§ What needs to be done
Scale the lines from the start of the records through the one containing "194 139 275 176", both ends included, reproducing every line in full but leaving out the pictures. Multiply each bounding-box coordinate by 1.5 and round to whole numbers, halves up, and keep all other numbers, including the sample box in the instructions, unchanged.

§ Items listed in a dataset
▼

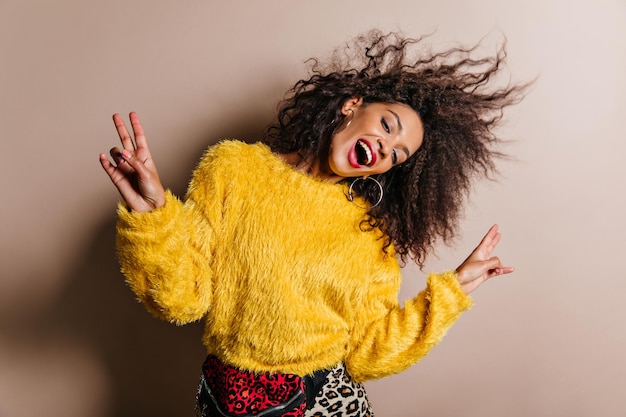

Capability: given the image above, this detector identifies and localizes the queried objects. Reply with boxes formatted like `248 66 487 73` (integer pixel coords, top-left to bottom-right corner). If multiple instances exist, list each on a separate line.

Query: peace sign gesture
456 224 514 294
100 112 165 212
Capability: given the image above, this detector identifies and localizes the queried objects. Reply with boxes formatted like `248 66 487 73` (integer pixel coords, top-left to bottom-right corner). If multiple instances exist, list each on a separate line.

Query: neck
278 152 343 183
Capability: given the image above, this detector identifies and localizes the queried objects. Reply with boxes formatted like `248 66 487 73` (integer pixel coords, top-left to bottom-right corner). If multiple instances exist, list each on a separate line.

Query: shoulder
194 139 275 176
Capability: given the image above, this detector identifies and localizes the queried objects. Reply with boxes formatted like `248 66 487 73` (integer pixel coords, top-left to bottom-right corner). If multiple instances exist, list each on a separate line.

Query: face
328 99 424 180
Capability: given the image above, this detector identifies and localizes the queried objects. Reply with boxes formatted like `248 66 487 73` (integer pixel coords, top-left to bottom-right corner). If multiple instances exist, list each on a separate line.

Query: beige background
0 0 626 417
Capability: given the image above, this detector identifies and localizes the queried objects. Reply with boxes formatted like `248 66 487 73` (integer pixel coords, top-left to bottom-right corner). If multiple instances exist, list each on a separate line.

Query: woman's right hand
100 112 165 212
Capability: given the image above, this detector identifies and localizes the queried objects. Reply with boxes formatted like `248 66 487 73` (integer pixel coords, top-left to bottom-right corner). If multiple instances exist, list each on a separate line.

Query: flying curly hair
264 31 527 267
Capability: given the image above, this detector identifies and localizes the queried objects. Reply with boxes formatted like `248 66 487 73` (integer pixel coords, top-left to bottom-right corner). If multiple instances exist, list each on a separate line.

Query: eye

▲

§ Answer to the exercise
Capability: given the image above, this detector identifies and localizes the queried objects. Reply with boxes formatted like `248 66 487 73` (integer pixel coords, top-left to bottom-right corner). If multiple instances exist, list each on a separate line.

Query: peace sign gesture
684 336 771 441
150 168 248 318
Capability: given the image above, this detector identifies and localizes the queried objects. Reply with boxes formatted like `248 66 487 73` (integer pixel coords, top-left to bottom-right corner). If multiple instances exist, list each on a separate line.

Query: neck
417 228 515 275
Capability: given the image above, this detector identifies and localizes the queried objects. Reply with boxes formatted like `248 66 487 73` (integer pixel coords, top-left to bottom-right corner). If multiple instances exist, list each on a separate line.

Query: shoulder
291 209 413 264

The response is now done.